**ZU ERLEDIGEN**:
A: Gib den Absatz des Artikels, der mit „Wir müssen eine gewisse Demut“ beginnt, in kürzerer Form wieder und behalte dabei seine wesentlichen Fakten.
B: Wiederhole bitte aus dem Artikel den Wortlaut ab der Stelle mit „Corona-Krise trifft Kommunen“ und höre nach „Kißlegg eine Haushaltssperre?“ auf.

**ZITIERTER TEXT**:
· · · ·
Corona-Krise trifft Kommunen mit voller Wucht
Mögliche Haushaltssperre, gestrichene Investitionen: Welche Einsparungen nun vonnöten sind
ARGENBÜHL/KISSLEGG/AMTZELL - Die Corona-Krise trifft nicht nur die Wirtschaft hart, auch Gemeinden geraten in Finanznot. Denn ein Großteil der Gewerbe- und Einkommensteuer fällt in diesem Jahr voraussichtlich weg. Ob Haushaltssperre oder gestrichene Investitionen: So regieren die Gemeinden Amtzell, Argenbühl und Kißlegg auf die Flaute in der Haushaltskasse.
Kommt in Kißlegg eine Haushaltssperre?
„Wir müssen eine gewisse Demut vor den Zahlen wieder bekommen“, sagt Kißleggs Kämmerer Roland Kant. Am Mittwoch wird der Kißlegger Gemeinderat über eine Haushaltssperre abstimmen. „2008/2009 haben wir zwei Haushaltssperren und dazu noch zwei Nachtragshaushalte gebraucht.“Die Haushaltssperre sei ein erstes Instrument. Schließlich wisse man noch nicht, was auf die Gemeinde zukommt.
· · · ·
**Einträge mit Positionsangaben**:
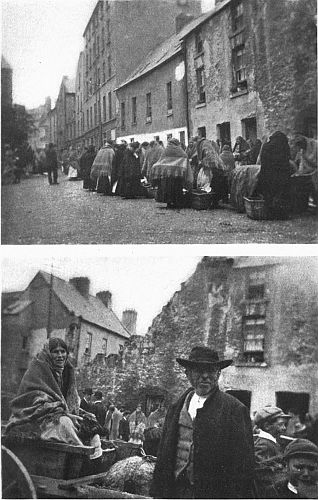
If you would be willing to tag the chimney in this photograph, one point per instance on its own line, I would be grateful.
(130, 320)
(82, 285)
(106, 298)
(181, 20)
· · · ·
**ALS ANTWORT**:
A: Kißleggs Kämmerer Roland Kant fordert, wieder Demut vor den Zahlen zu bekommen. Am Mittwoch stimmt der Gemeinderat über eine Haushaltssperre ab. 2008/2009 waren zwei Haushaltssperren und zwei Nachtragshaushalte nötig. Die Sperre gilt als erstes Instrument, weil noch unklar ist, was auf die Gemeinde zukommt.

B:
Corona-Krise trifft Kommunen mit voller Wucht
Mögliche Haushaltssperre, gestrichene Investitionen: Welche Einsparungen nun vonnöten sind
ARGENBÜHL/KISSLEGG/AMTZELL - Die Corona-Krise trifft nicht nur die Wirtschaft hart, auch Gemeinden geraten in Finanznot. Denn ein Großteil der Gewerbe- und Einkommensteuer fällt in diesem Jahr voraussichtlich weg. Ob Haushaltssperre oder gestrichene Investitionen: So regieren die Gemeinden Amtzell, Argenbühl und Kißlegg auf die Flaute in der Haushaltskasse.
Kommt in Kißlegg eine Haushaltssperre?